• **THE TASK**:
Copy out the lines below, starting at the line that contains "Expected: one point per instance of the crane's tail" and running through the end of the lines, without the pictures.

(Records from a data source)
----
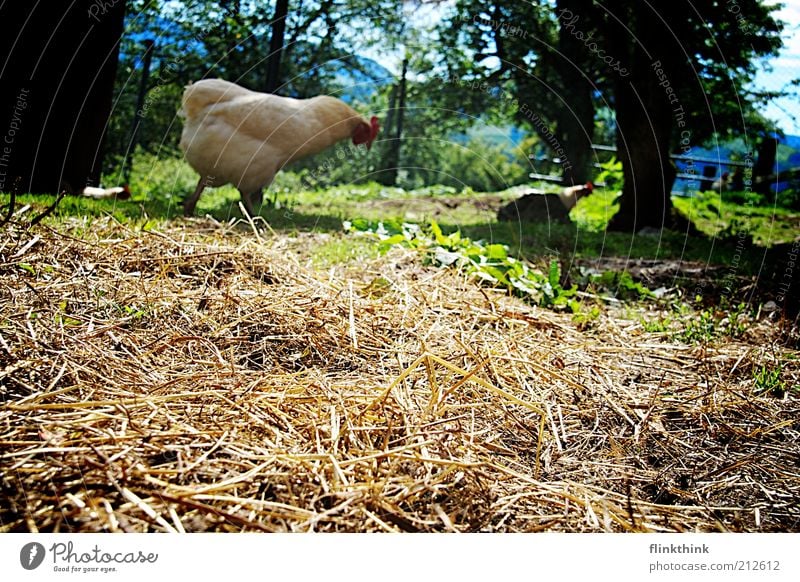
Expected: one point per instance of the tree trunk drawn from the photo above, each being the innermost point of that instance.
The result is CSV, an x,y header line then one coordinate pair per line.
x,y
56,91
398,113
644,131
276,46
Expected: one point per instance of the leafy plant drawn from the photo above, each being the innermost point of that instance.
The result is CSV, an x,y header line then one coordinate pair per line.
x,y
769,380
489,263
611,174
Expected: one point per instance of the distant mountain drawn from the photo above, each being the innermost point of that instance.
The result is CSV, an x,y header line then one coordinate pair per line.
x,y
360,79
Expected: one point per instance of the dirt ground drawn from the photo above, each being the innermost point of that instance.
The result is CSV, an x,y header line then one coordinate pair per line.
x,y
198,378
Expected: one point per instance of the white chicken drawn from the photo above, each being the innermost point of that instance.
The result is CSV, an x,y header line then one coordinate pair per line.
x,y
232,135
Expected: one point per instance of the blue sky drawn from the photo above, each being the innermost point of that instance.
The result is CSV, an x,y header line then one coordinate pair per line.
x,y
773,74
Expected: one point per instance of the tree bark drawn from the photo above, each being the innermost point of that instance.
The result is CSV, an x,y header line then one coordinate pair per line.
x,y
398,113
644,132
59,60
648,110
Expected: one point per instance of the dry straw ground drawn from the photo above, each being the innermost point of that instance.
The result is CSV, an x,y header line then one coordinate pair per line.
x,y
198,379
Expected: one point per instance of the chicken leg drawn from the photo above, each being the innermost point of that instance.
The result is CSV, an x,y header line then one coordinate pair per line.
x,y
247,201
191,201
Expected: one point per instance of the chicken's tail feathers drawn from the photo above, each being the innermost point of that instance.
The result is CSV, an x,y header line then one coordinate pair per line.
x,y
199,95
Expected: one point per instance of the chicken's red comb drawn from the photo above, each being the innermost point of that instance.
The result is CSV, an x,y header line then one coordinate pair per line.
x,y
375,127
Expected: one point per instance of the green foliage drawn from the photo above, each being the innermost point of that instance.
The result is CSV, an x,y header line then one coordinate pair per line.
x,y
621,285
490,264
769,380
703,326
611,174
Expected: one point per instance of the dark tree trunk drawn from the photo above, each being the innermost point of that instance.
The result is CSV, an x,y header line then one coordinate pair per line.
x,y
398,113
276,40
59,60
576,121
644,132
648,110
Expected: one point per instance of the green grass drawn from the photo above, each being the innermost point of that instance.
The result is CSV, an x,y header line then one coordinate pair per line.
x,y
160,184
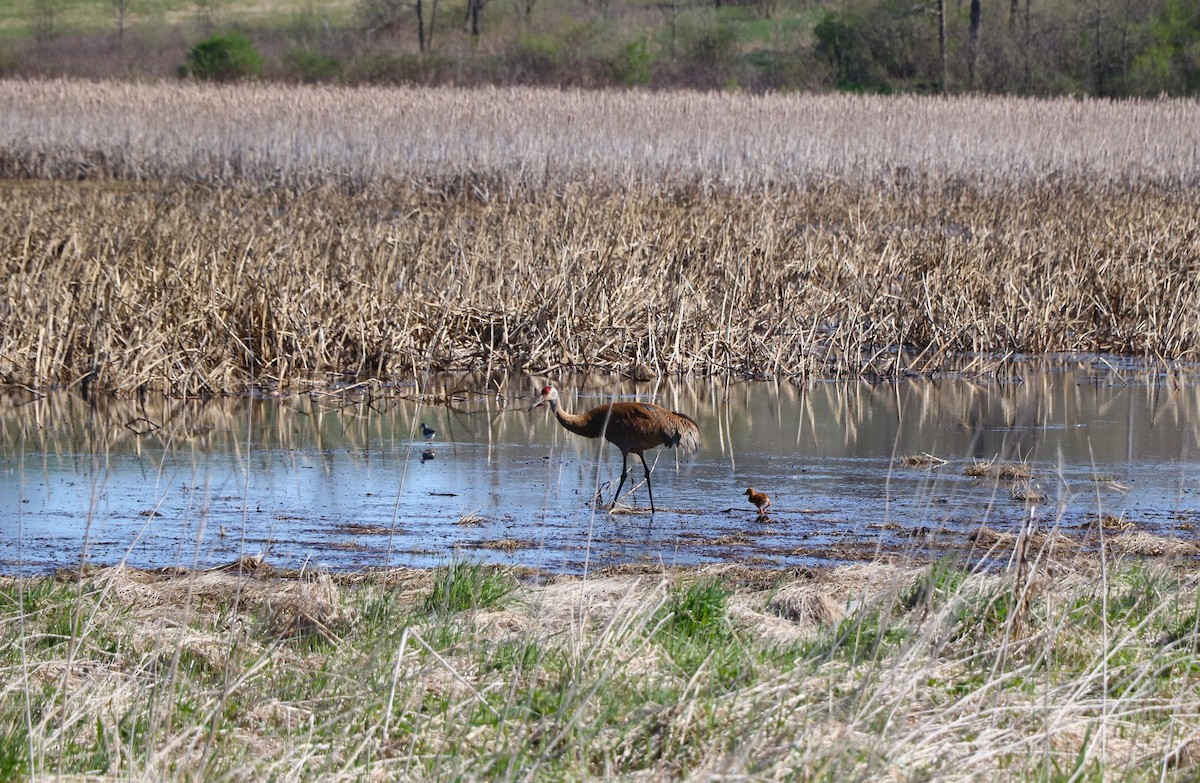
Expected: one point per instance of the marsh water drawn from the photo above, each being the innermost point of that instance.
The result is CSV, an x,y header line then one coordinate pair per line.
x,y
343,479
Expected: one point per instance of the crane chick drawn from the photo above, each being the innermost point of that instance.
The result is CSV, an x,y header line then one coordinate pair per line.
x,y
630,426
760,500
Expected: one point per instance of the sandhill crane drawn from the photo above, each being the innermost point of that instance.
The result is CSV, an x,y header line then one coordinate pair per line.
x,y
630,426
760,500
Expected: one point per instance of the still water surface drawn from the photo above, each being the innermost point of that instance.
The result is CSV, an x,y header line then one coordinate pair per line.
x,y
342,482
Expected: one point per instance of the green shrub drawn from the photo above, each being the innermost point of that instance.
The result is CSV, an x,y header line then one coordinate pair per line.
x,y
633,65
223,57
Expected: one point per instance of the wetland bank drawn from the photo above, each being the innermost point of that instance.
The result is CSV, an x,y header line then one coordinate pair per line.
x,y
330,252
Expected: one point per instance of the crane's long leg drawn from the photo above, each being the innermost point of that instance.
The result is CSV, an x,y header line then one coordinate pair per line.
x,y
624,472
648,488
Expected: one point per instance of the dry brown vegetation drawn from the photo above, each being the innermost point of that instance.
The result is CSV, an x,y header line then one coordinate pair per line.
x,y
191,290
304,235
1059,668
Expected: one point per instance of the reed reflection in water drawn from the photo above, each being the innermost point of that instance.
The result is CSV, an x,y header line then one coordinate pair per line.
x,y
347,480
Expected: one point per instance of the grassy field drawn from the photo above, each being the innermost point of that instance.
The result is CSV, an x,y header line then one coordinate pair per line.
x,y
192,241
1078,669
291,237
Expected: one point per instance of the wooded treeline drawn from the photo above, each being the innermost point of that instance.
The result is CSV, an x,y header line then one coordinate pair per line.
x,y
1111,48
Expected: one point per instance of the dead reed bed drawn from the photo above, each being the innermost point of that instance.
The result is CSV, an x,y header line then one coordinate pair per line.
x,y
491,141
1051,669
201,290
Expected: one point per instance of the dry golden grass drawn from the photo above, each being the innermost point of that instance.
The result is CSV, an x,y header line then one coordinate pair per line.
x,y
192,290
273,237
1050,668
496,139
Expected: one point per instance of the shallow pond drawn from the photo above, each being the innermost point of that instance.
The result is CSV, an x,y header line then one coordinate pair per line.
x,y
346,480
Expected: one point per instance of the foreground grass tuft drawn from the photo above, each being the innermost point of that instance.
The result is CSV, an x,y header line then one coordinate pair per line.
x,y
933,673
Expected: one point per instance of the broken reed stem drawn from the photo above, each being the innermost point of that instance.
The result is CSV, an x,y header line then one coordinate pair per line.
x,y
198,291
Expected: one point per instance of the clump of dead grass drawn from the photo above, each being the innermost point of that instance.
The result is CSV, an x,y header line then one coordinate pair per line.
x,y
1003,471
196,291
859,671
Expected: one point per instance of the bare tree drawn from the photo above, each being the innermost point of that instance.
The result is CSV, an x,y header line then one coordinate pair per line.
x,y
941,45
474,7
973,40
121,7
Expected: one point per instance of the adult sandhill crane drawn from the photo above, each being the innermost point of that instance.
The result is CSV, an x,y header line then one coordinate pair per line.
x,y
760,500
630,426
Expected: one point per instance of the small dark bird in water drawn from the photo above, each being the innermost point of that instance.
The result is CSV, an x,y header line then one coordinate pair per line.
x,y
630,426
760,500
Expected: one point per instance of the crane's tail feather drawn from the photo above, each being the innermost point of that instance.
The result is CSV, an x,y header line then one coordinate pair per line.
x,y
687,434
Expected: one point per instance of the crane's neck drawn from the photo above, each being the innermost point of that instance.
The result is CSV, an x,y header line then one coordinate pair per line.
x,y
585,425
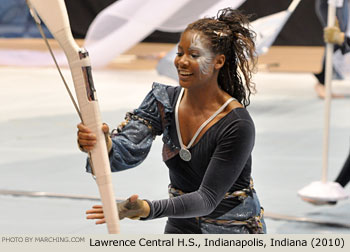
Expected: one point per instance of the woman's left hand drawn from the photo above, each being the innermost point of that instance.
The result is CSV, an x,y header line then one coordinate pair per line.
x,y
132,208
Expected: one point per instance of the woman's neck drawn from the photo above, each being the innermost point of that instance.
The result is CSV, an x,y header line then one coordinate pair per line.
x,y
206,97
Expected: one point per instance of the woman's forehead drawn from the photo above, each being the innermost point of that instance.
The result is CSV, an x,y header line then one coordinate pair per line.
x,y
194,40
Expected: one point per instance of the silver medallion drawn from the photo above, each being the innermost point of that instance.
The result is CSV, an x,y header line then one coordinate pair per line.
x,y
185,154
----
• **FULL ANSWER**:
Expected: one point per instance of the crane's tail feather drawn from the photo above, each being the innermost point of that instance.
The result is CSV, an x,y header line then one coordinate pair per line.
x,y
687,434
Expected: one point per instance of the crane's neck drawn from the photo above, each being the innermost point of that instance.
The result is CSV, an x,y header line then one coordinate pair per line.
x,y
585,425
Expected: one point per instance of the woman's left hand drawn from the photo above, each being the innermost point of that instance.
The result is CSV, an x,y header line then one coordinate pair per line.
x,y
132,208
Expected: one point per instance of the woman's neck drawn from the photo above, each being the innermost point of that instance.
The result is CSV, an x,y header line then one coordinate pair per line.
x,y
206,97
Expected: one point per instance of the woman's forehead drawn from the photo above, each being the innermost point of that instance.
The result is CSV, an x,y header line then one coordinate pair per line.
x,y
194,40
Expected: one point per instance of the silver medallion drawn from the photo above, each being the innermost point of that instance.
The result is CSV, an x,y header line then one coordinate pair per line.
x,y
185,154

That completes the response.